Your objective:
Format everything from the line containing "task: trace the outline of every instance of the **white" down to the end of the records as a Markdown table with the columns Row and Line, giving each line a row number and leaving out blank lines.

Data section:
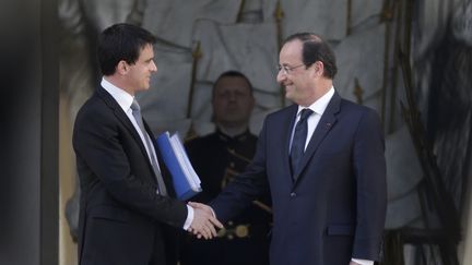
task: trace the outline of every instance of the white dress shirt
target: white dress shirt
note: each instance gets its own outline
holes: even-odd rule
[[[329,101],[331,100],[332,96],[334,95],[334,87],[331,86],[331,88],[318,100],[316,100],[314,104],[311,104],[308,107],[298,106],[295,123],[298,122],[300,119],[302,110],[305,108],[311,109],[314,112],[308,117],[307,124],[308,124],[308,132],[307,132],[307,138],[305,142],[305,149],[308,146],[308,143],[315,132],[315,129],[317,128],[321,116],[324,113],[326,108],[328,107]],[[292,141],[295,133],[295,125],[292,129],[292,136],[291,136],[291,148],[292,148]],[[290,150],[288,150],[290,152]],[[367,260],[359,260],[359,258],[352,258],[353,262],[358,263],[361,265],[374,265],[373,261]]]
[[[143,132],[141,131],[140,127],[138,125],[137,120],[134,119],[134,116],[132,115],[132,109],[131,109],[131,104],[134,100],[134,97],[131,96],[129,93],[127,93],[126,91],[115,86],[114,84],[111,84],[110,82],[108,82],[105,77],[102,79],[102,83],[101,83],[102,87],[107,91],[111,97],[118,103],[118,105],[121,107],[121,109],[125,111],[125,113],[128,116],[128,119],[131,121],[131,123],[133,124],[134,129],[137,130],[138,134],[141,137],[141,141],[144,145],[144,148],[148,152],[148,157],[150,160],[152,160],[152,157],[155,157],[155,159],[157,159],[155,149],[154,149],[154,145],[151,145],[151,149],[148,148],[148,145],[145,144],[146,141],[144,137],[149,137],[150,135],[146,133],[145,135],[143,134]],[[153,141],[151,140],[151,143],[153,143]],[[153,154],[154,156],[151,156],[151,154]],[[158,161],[155,161],[155,165],[157,165],[158,167]],[[161,170],[161,169],[158,169]],[[193,221],[193,208],[190,207],[189,205],[187,205],[187,219],[184,224],[184,229],[187,230],[191,222]]]

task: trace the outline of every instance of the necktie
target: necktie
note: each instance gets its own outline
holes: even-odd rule
[[[294,174],[295,180],[297,178],[296,173],[299,164],[302,162],[303,155],[305,154],[305,143],[308,133],[307,120],[312,112],[314,111],[311,109],[303,109],[300,119],[295,127],[295,133],[292,140],[292,149],[290,154],[292,173]]]
[[[148,150],[151,155],[151,165],[152,165],[154,173],[156,176],[157,190],[158,190],[161,195],[167,195],[167,190],[165,188],[164,179],[163,179],[163,177],[158,170],[158,167],[157,167],[157,159],[155,158],[154,152],[151,148],[152,143],[151,143],[150,136],[149,136],[146,130],[144,129],[144,124],[143,124],[142,116],[141,116],[141,108],[140,108],[140,106],[135,99],[131,104],[131,110],[132,110],[132,115],[133,115],[135,121],[138,122],[139,128],[141,129],[142,134],[144,135],[144,142],[145,142],[145,145],[148,146]]]

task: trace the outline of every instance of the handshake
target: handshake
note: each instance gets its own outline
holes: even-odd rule
[[[197,236],[197,238],[212,239],[216,237],[215,227],[222,229],[223,225],[215,218],[212,208],[205,204],[189,202],[193,208],[193,221],[187,231]]]

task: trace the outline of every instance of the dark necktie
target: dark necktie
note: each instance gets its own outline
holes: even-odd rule
[[[157,190],[158,190],[161,195],[167,195],[167,190],[165,188],[164,179],[163,179],[163,177],[158,170],[158,167],[157,167],[157,159],[155,158],[154,152],[151,148],[152,143],[151,143],[150,136],[149,136],[146,130],[144,129],[144,124],[143,124],[142,117],[141,117],[141,108],[140,108],[140,106],[135,99],[131,104],[131,110],[132,110],[132,115],[134,117],[134,120],[138,122],[138,125],[141,129],[141,132],[144,136],[145,145],[148,146],[149,153],[151,155],[151,165],[152,165],[154,173],[156,176]]]
[[[305,154],[305,143],[308,133],[307,120],[312,112],[314,111],[311,109],[303,109],[300,113],[300,119],[295,127],[295,133],[292,140],[292,148],[290,155],[292,173],[294,174],[295,180],[297,178],[297,176],[295,174],[297,173],[303,155]]]

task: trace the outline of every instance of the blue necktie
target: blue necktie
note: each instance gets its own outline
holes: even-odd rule
[[[152,152],[152,148],[151,148],[152,143],[151,143],[150,136],[149,136],[146,130],[144,129],[144,124],[143,124],[142,116],[141,116],[141,108],[140,108],[140,106],[135,99],[131,104],[131,110],[132,110],[132,115],[134,117],[134,120],[138,122],[138,125],[144,135],[144,140],[145,140],[144,144],[148,146],[148,149],[149,149],[150,155],[151,155],[151,165],[152,165],[152,168],[154,170],[156,181],[157,181],[157,192],[161,195],[167,195],[167,190],[166,190],[166,186],[164,183],[164,179],[163,179],[163,177],[158,170],[157,159],[155,158],[154,152]]]
[[[292,140],[292,148],[290,154],[292,173],[296,180],[298,167],[302,162],[303,155],[305,154],[305,143],[308,134],[308,117],[314,111],[311,109],[303,109],[300,113],[300,119],[295,127],[294,137]]]

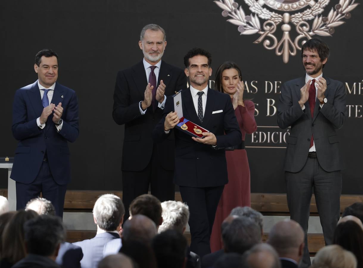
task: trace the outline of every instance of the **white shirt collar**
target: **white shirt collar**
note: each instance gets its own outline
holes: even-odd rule
[[[204,93],[204,95],[207,96],[207,93],[208,93],[208,85],[205,87],[204,89],[201,90]],[[190,93],[192,94],[192,96],[193,97],[195,97],[197,96],[197,93],[199,92],[200,91],[200,90],[199,90],[197,89],[196,89],[195,88],[192,86],[192,85],[190,85]]]
[[[54,89],[56,87],[55,82],[54,82],[54,84],[50,86],[47,88],[45,88],[43,86],[42,86],[39,83],[39,80],[37,80],[37,82],[38,82],[38,86],[39,87],[40,90],[41,89],[51,89],[52,90],[54,90]]]
[[[145,60],[145,58],[144,58],[143,59],[142,63],[144,64],[144,68],[145,68],[145,70],[146,70],[146,69],[150,67],[150,66],[153,66],[152,64],[150,64],[148,62],[146,61]],[[154,66],[156,66],[160,69],[160,66],[161,66],[161,60],[158,62],[158,63],[156,64],[154,64]]]
[[[305,76],[305,81],[307,82],[309,80],[313,81],[313,79],[315,79],[315,80],[317,80],[322,76],[323,76],[323,72],[321,72],[321,73],[320,74],[320,75],[319,75],[317,77],[315,77],[315,78],[313,78],[311,76],[308,74],[307,73],[306,73],[306,75]]]

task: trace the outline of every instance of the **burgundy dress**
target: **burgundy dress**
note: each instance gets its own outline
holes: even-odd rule
[[[251,101],[244,102],[245,107],[238,105],[234,110],[242,141],[245,139],[246,133],[250,134],[257,129],[254,116],[254,104]],[[221,225],[231,210],[236,207],[251,206],[249,167],[246,150],[226,151],[226,159],[228,183],[224,186],[216,213],[211,236],[212,252],[222,248]]]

Exercise response:
| Row | Line |
|---|---|
| 1 | task: trace the outline of every instance of the **white shirt collar** |
| 2 | target: **white shirt collar** |
| 3 | note: each instance gets its own outline |
| 4 | holes: even-odd rule |
| 5 | [[[204,93],[204,95],[207,96],[207,93],[208,93],[208,85],[205,87],[204,89],[201,90]],[[190,93],[192,94],[192,96],[193,97],[195,97],[197,96],[197,93],[199,92],[200,91],[200,90],[199,90],[197,89],[196,89],[195,88],[192,86],[192,85],[190,85]]] |
| 6 | [[[54,89],[56,87],[55,82],[54,82],[54,84],[50,86],[47,88],[45,88],[43,86],[42,86],[39,83],[39,80],[37,80],[37,82],[38,82],[38,86],[39,87],[40,90],[41,89],[51,89],[52,90],[54,90]]] |
| 7 | [[[145,60],[145,58],[144,58],[143,59],[142,63],[144,64],[144,68],[145,68],[145,70],[146,70],[146,69],[150,67],[150,66],[153,66],[152,64],[150,64],[148,62],[146,61]],[[154,66],[156,66],[160,69],[160,66],[161,66],[161,60],[158,62],[158,63],[156,64],[154,64]]] |
| 8 | [[[305,76],[305,81],[307,82],[309,80],[313,81],[313,79],[315,79],[315,80],[317,80],[322,76],[323,76],[323,72],[321,72],[321,73],[320,74],[320,75],[319,75],[317,77],[315,77],[315,78],[313,78],[311,76],[308,74],[307,73],[306,73],[306,75]]] |
| 9 | task: trace the outline of every instance of the **burgundy dress** |
| 10 | target: **burgundy dress** |
| 11 | note: each instance gets its own outline |
| 12 | holes: even-odd rule |
| 13 | [[[251,101],[244,102],[245,107],[238,105],[234,110],[242,141],[245,139],[246,133],[250,134],[257,129],[254,116],[254,104]],[[221,225],[231,210],[236,207],[251,206],[249,167],[246,150],[226,151],[226,159],[228,183],[224,186],[216,213],[211,236],[212,252],[222,248]]] |